Collected data entries
====

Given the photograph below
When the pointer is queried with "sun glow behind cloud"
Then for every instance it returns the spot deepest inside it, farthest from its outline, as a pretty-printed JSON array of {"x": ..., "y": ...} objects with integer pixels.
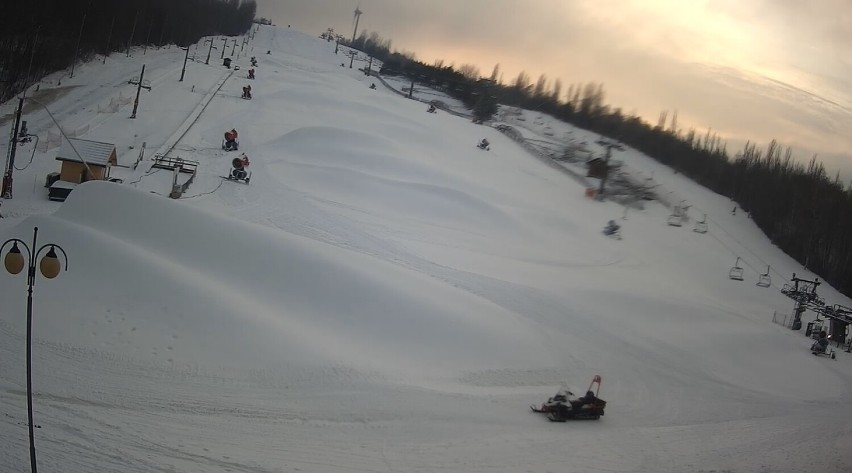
[{"x": 759, "y": 70}]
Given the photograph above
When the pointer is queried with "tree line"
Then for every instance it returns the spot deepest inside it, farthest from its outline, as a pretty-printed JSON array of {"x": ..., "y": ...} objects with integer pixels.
[
  {"x": 44, "y": 36},
  {"x": 799, "y": 207}
]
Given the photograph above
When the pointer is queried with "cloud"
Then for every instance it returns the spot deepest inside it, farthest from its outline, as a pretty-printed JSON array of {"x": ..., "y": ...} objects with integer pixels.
[{"x": 753, "y": 70}]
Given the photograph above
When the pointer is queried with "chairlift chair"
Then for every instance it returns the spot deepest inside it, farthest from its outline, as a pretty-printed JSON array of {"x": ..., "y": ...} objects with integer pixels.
[
  {"x": 736, "y": 273},
  {"x": 764, "y": 280},
  {"x": 701, "y": 227}
]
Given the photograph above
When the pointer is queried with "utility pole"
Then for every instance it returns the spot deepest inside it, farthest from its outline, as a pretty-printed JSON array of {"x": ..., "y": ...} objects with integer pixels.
[
  {"x": 209, "y": 51},
  {"x": 10, "y": 159},
  {"x": 358, "y": 14},
  {"x": 183, "y": 71},
  {"x": 138, "y": 91}
]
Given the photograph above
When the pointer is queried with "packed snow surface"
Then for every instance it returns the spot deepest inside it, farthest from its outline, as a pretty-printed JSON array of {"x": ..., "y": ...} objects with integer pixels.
[{"x": 383, "y": 296}]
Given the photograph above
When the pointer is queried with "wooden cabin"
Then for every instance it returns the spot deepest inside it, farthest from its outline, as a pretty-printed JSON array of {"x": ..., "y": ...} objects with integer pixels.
[{"x": 82, "y": 160}]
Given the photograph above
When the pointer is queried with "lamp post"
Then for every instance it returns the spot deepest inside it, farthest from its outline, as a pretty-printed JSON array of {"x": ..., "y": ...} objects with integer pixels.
[
  {"x": 185, "y": 58},
  {"x": 49, "y": 267}
]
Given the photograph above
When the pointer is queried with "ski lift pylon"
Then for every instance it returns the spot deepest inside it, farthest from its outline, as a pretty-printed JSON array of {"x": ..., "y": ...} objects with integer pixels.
[
  {"x": 764, "y": 280},
  {"x": 736, "y": 272}
]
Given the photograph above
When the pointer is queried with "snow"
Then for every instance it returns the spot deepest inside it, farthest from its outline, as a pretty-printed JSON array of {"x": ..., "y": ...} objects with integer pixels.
[{"x": 384, "y": 296}]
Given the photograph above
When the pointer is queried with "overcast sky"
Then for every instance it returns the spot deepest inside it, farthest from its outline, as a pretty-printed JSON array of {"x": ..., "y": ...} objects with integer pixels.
[{"x": 749, "y": 70}]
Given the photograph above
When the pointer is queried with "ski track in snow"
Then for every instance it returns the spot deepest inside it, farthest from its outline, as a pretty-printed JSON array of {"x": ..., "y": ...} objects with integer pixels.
[{"x": 103, "y": 406}]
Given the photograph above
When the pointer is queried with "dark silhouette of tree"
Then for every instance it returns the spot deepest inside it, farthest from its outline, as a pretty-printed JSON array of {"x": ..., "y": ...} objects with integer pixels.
[{"x": 43, "y": 38}]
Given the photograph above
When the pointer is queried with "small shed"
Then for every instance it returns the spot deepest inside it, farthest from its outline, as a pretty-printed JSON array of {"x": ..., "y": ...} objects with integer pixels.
[{"x": 91, "y": 162}]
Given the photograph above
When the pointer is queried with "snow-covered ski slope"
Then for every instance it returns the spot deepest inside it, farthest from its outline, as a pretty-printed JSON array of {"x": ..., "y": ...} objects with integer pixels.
[{"x": 383, "y": 296}]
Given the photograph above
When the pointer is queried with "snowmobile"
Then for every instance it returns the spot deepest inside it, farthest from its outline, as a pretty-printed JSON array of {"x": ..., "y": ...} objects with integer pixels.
[
  {"x": 230, "y": 142},
  {"x": 612, "y": 230},
  {"x": 239, "y": 172},
  {"x": 564, "y": 405},
  {"x": 823, "y": 349}
]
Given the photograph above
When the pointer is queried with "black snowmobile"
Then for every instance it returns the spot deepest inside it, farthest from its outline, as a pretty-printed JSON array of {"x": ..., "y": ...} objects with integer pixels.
[
  {"x": 564, "y": 405},
  {"x": 239, "y": 173}
]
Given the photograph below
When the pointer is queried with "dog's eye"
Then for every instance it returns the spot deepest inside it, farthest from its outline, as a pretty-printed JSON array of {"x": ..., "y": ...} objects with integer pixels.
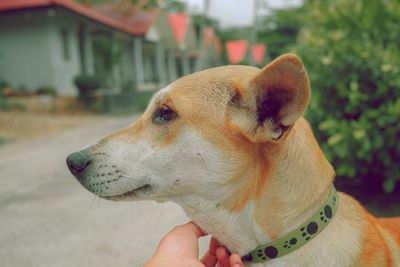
[{"x": 164, "y": 115}]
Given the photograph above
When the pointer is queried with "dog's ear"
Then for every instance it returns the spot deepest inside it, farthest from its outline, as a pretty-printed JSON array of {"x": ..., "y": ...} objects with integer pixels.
[{"x": 271, "y": 102}]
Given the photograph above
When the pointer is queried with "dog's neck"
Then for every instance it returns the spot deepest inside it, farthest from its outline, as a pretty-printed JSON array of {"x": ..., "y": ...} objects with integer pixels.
[{"x": 298, "y": 183}]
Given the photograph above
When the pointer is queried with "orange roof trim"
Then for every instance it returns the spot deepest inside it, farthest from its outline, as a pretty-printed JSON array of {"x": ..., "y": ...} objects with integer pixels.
[{"x": 72, "y": 6}]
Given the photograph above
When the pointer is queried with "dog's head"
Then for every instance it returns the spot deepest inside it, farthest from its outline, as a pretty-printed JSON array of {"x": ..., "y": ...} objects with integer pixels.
[{"x": 199, "y": 135}]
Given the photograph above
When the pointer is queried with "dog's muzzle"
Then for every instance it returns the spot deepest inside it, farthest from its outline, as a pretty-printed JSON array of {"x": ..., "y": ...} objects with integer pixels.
[{"x": 78, "y": 162}]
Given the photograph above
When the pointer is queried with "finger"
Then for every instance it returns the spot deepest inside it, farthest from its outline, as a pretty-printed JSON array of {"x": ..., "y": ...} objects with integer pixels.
[
  {"x": 235, "y": 260},
  {"x": 190, "y": 227},
  {"x": 223, "y": 257},
  {"x": 213, "y": 246},
  {"x": 209, "y": 259}
]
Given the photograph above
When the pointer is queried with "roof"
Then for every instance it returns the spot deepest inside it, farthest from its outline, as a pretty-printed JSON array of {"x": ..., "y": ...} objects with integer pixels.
[
  {"x": 136, "y": 18},
  {"x": 88, "y": 12}
]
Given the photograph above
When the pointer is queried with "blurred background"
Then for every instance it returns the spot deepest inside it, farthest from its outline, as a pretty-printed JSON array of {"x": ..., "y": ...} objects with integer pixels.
[{"x": 73, "y": 71}]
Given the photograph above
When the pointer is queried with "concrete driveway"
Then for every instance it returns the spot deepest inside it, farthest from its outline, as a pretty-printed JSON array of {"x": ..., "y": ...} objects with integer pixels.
[{"x": 48, "y": 219}]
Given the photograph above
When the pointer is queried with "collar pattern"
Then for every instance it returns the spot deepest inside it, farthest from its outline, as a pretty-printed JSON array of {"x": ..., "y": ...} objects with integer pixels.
[{"x": 298, "y": 237}]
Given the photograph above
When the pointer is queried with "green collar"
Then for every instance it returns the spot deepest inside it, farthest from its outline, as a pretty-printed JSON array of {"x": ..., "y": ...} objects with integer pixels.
[{"x": 298, "y": 237}]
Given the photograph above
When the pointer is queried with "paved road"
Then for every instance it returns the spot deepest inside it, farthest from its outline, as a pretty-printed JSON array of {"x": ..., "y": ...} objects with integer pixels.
[{"x": 48, "y": 219}]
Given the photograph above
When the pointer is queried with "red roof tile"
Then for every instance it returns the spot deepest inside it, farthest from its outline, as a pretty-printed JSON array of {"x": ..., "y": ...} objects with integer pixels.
[{"x": 7, "y": 5}]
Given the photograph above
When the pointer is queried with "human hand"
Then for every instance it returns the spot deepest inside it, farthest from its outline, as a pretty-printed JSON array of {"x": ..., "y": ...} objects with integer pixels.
[{"x": 180, "y": 248}]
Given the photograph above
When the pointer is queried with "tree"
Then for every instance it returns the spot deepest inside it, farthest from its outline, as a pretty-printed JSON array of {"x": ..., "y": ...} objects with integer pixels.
[{"x": 352, "y": 54}]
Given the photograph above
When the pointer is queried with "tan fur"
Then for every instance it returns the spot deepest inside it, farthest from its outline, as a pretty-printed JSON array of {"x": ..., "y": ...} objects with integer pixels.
[{"x": 276, "y": 177}]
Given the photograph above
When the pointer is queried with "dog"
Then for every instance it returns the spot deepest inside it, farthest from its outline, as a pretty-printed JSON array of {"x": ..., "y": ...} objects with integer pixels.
[{"x": 230, "y": 145}]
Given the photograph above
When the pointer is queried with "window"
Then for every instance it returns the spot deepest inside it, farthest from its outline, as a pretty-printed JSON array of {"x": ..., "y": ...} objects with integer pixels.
[{"x": 65, "y": 44}]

====

Collect every line in the listing above that contains the string "tree", and copy each one in full.

When the pointer is queried with "tree line"
When the pointer is queried with "dark silhouette of tree"
When the pointer is queried with "tree"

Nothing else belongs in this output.